**Goal 1:** According to the column on the Yarmouth-to-Portland ferry, how many passengers had taken the ferry so far this season?

**Extract:**
=-=-=-=-=

The politics of economics

This column originally appeared in the Halifax Examiner on September 18, 2017.

 

In last Wednesday’s “Morning File,” Tim Bousquet walked us through the most recent disappointing passenger counts from the still ongoing, seemingly never-ending bottomless money pit we call the Yarmouth-to-Portland ferry service.

(It’s worth noting that Tim got his numbers from that’s-public-information-you’re-entitled-to-know-so-here-you-go Portland, Maine officials and not from our own who-are-you-and-what-right-do-you-have-to-ask-how-your-tax-dollars-are-being-spent buttoned-up Nova Scotia government bureaucrats. But I digress…)

The point is that the number of passengers taking the ferry so far this season — 32,026 — represents only a marginal uptick over last year’s disappointing numbers, and doesn’t come close to the “very conservative” estimate of 60,000 passengers a year the province itself had estimated the ferry would need to be viable.

During a March 2016 public accounts committee hearing, Tim reminded us, a Tory MLA had asked one provincial bureaucrat whether “there [was] any number where somebody in the department said, ‘this will be too expensive.’”

=-=-=-=-=

**Data section:**
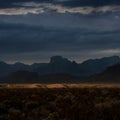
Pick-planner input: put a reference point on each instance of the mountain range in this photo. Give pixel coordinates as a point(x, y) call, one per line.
point(60, 70)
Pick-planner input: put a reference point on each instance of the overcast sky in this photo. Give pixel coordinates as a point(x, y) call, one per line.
point(34, 30)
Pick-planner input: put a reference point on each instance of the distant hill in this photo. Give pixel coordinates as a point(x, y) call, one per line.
point(60, 65)
point(110, 75)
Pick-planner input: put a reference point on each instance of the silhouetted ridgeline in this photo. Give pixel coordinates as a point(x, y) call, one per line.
point(62, 65)
point(58, 70)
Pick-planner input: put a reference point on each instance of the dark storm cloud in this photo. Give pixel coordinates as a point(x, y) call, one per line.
point(20, 38)
point(69, 3)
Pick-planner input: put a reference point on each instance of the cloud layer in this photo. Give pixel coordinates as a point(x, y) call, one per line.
point(33, 31)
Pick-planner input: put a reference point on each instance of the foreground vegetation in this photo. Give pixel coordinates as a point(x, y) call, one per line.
point(60, 104)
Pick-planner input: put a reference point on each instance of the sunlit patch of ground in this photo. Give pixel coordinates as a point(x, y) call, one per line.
point(81, 85)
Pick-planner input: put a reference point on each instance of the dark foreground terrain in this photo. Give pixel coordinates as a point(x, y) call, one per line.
point(80, 103)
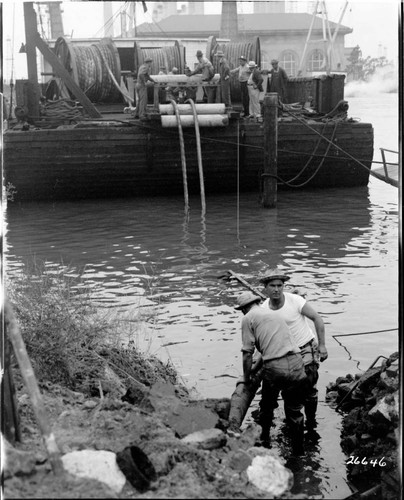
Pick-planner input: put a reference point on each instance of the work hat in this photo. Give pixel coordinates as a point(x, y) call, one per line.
point(246, 298)
point(274, 274)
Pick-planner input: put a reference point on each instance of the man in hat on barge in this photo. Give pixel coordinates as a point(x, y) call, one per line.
point(278, 80)
point(223, 90)
point(283, 368)
point(205, 67)
point(143, 76)
point(243, 75)
point(295, 311)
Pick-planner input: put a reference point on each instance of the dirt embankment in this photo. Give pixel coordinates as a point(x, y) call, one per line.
point(152, 432)
point(370, 432)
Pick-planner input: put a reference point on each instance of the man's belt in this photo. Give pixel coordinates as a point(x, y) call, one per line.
point(307, 344)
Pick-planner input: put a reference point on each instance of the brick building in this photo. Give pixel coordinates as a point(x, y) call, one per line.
point(282, 35)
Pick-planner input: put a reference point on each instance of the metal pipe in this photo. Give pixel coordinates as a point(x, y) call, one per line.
point(199, 154)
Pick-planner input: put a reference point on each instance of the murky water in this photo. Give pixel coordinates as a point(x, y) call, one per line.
point(340, 247)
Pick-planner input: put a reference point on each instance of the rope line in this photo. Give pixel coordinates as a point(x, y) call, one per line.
point(315, 172)
point(183, 160)
point(199, 154)
point(335, 145)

=-=-=-=-=

**Goal 2:** Repeat the records verbatim, from the line containing "of the cloud" up to and including the line containing "point(81, 85)".

**Correct output 1:** 32,026

**Correct output 2:**
Pick-planner input: put a reference point on each instance of the cloud layer in this photo. Give pixel coordinates as a point(x, y) call, one per line.
point(33, 31)
Pick-planner input: put a reference point on each instance of the foreground vegetation in this photo. Give pixel coordinates as a point(x, y) call, one per line.
point(60, 104)
Pick-planner input: put a reference point on each instance of the sunlit patch of ground in this photo. Give pixel coordinates as a point(x, y) call, one per line.
point(81, 85)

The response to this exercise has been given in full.